Your reply should be a faithful copy of the records below, free of pictures.

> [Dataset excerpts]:
BEGIN
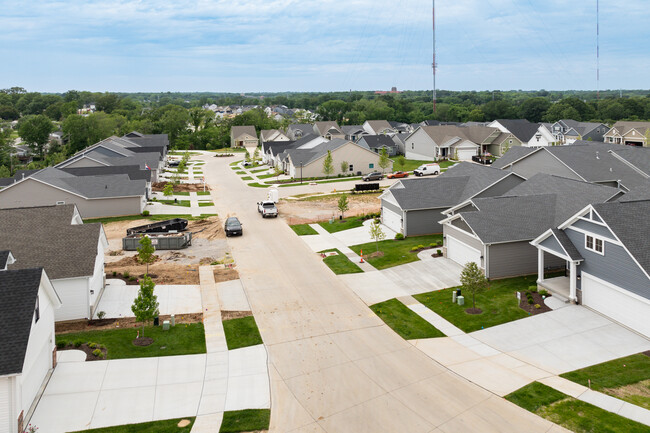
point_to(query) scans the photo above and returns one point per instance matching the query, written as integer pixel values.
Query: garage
(619, 304)
(391, 219)
(462, 253)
END
> [RESPONSE BELOW]:
point_to(query) scans the photo above and returns one point per instance matching the query, written as integer pixel values.
Query: garage
(619, 304)
(391, 219)
(462, 253)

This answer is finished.